(Excerpts from a detection dataset)
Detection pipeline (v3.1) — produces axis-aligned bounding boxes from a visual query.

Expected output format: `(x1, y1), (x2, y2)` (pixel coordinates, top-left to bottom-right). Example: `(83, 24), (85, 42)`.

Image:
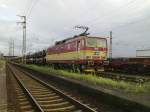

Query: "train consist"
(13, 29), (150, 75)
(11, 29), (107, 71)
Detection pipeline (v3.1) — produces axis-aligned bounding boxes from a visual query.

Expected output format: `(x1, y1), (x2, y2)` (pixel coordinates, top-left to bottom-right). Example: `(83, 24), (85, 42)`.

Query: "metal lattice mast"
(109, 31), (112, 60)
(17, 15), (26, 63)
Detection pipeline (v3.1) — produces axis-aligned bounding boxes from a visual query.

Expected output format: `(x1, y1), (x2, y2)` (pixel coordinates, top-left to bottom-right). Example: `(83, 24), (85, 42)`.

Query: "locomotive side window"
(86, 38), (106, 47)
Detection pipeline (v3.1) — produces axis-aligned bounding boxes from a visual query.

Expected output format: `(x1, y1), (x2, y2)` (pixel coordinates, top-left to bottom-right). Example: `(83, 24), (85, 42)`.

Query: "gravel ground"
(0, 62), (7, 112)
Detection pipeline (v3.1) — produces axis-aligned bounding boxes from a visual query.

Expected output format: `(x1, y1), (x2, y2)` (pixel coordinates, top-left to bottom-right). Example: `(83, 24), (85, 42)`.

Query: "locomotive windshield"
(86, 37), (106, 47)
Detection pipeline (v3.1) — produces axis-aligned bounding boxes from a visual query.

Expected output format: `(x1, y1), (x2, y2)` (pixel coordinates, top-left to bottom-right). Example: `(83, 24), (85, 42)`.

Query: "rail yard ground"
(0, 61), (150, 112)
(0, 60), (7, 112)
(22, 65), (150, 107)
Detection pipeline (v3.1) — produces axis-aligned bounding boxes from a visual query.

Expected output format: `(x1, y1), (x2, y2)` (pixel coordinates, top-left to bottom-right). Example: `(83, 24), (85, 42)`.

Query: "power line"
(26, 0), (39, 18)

Goal of the exercise:
Reproduce every row above word for word, leaving out the pictures.

Task response:
Detection pipeline (v3.1) — produces axis-aligned bounding boxes from a visual query.

Expected output format: `(x1, y1), (x2, y2)` (pixel coordinates, top-left to bottom-right). Example: `(83, 24), (85, 42)`.

Image:

Query: "train consist"
(13, 29), (150, 75)
(11, 29), (107, 71)
Detection pipeline (v3.1) — produces axis-aligned bounding boxes from a visual query.

Expected output format: `(x1, y1), (x2, y2)` (pixel coordinates, top-left to bottom-right). Example: `(83, 24), (85, 42)`.

Query: "metal lattice mast"
(109, 31), (112, 60)
(17, 15), (26, 63)
Detection pipeline (v3.1) — produces axis-aligned bounding boxes from a visual query.

Expected output format: `(x1, y1), (x2, y2)` (pixel coordinates, top-left to bottom-right). Example: `(83, 24), (85, 42)`.

Query: "locomotive side window"
(86, 38), (106, 47)
Detection pipeline (v3.1) — produces axis-aligned bounding boxes from a visual query.

Expected output format: `(x1, y1), (x2, y2)` (pixel coordinates, top-left to bottom-right). Example: `(83, 24), (85, 42)`.

Query: "gravel ground"
(0, 62), (7, 112)
Detection pipeline (v3.1) — produces axis-aligned bounding boxes from a visual query.

Expected output format: `(x1, y1), (x2, y2)` (pixel coordinates, top-left to bottom-right). Example: `(83, 24), (85, 42)`.

Query: "locomotive windshield"
(86, 37), (106, 47)
Detection pipeline (v3.1) — produces axis-aligned bounding boxes from a visual query.

Expected output format: `(x1, y1), (x2, y2)` (pixel coordinates, top-left to bottom-right). Example: `(83, 24), (85, 42)`.

Query: "rail yard ground"
(0, 61), (150, 112)
(0, 60), (7, 112)
(22, 65), (150, 107)
Detection pipeline (v3.1) — produces axis-aligned bounding boxes from a visual query.

Expected output format: `(x1, y1), (x2, y2)` (pixel coordinates, top-left to bottom-right). Example: `(83, 24), (85, 42)`.

Query: "power line"
(26, 0), (39, 18)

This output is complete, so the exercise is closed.